#### What you have to do
Let your answer be the line containing "Task: indicate the metal" and every line below it to the end of the records, copied exactly.

[Stored items from a collection]
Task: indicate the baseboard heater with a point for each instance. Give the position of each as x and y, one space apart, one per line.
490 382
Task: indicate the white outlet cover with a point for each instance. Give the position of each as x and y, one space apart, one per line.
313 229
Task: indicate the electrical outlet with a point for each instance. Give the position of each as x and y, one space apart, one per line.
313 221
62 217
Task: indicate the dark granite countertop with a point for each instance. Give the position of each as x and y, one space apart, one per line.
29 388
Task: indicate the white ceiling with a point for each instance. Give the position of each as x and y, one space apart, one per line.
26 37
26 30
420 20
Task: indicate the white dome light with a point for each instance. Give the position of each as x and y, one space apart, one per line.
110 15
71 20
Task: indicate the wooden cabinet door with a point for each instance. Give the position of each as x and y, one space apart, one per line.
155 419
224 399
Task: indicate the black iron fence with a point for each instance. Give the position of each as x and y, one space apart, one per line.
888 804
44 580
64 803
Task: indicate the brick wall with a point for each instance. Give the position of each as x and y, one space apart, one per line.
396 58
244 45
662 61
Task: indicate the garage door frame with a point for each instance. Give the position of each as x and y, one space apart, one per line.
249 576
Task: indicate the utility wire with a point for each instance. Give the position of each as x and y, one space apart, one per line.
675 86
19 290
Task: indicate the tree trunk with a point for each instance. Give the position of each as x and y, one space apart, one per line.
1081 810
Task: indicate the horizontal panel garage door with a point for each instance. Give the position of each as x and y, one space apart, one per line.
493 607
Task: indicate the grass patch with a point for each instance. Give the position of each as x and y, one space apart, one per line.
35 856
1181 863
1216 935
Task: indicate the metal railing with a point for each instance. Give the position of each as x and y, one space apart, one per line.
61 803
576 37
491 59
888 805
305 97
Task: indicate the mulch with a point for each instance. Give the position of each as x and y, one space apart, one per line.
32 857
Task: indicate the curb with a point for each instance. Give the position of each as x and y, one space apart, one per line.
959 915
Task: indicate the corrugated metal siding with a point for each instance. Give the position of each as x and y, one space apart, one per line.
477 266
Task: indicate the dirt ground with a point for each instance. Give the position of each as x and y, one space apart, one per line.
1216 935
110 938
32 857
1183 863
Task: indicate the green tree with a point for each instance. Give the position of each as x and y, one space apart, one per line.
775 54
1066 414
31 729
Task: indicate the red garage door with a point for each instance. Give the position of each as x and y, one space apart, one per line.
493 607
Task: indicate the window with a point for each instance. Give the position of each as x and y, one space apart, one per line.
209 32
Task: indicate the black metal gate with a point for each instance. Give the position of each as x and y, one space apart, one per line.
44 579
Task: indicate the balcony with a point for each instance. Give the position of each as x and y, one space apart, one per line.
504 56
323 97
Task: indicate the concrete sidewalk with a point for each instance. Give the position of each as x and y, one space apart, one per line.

#### Answer for this exercise
Task: indicate the metal railing with a point for each instance. Give the position of each as x and y, one space apart, one per line.
61 803
576 37
491 59
888 805
305 97
Task: indicate the mulch with a point for each instance. Give the position of each as x and y, one space apart, one per line.
32 857
Task: indicate the curb with a point for each instance. Give the position of each as x and y, one space apart, one per line.
959 915
Task: indicate the corrugated metal siding with a point for each instance. Give the position of each as x and y, one space apart, one per line.
477 266
Task: indicate the dirt ground with a point for each instance. Give the position of each as x and y, one space apart, one per line.
1216 935
110 938
32 857
1183 863
Task: indicate the green tree with a point for each instance. Give the position of each as x and y, one space apart, one per line.
775 54
1066 414
31 729
Task: indicate the red garage door with a point for each instance. Give the position of each as x and y, one space apart, one per line.
493 607
Task: indicate the window with a point for each instance. Give the position of each as x and y, one space apart, one per line.
209 32
Task: indicate the black metal gate with a point for each instance. Give the position of each as x and y, one space apart, one per line.
44 579
Task: indicate the balcony with a point for each instance. Give the position of each as x and y, one space apart, one per line.
504 56
323 97
Task: indicate the concrete sidewalk with a point for each instance. Give the position of each as x and y, one space apart, one per line.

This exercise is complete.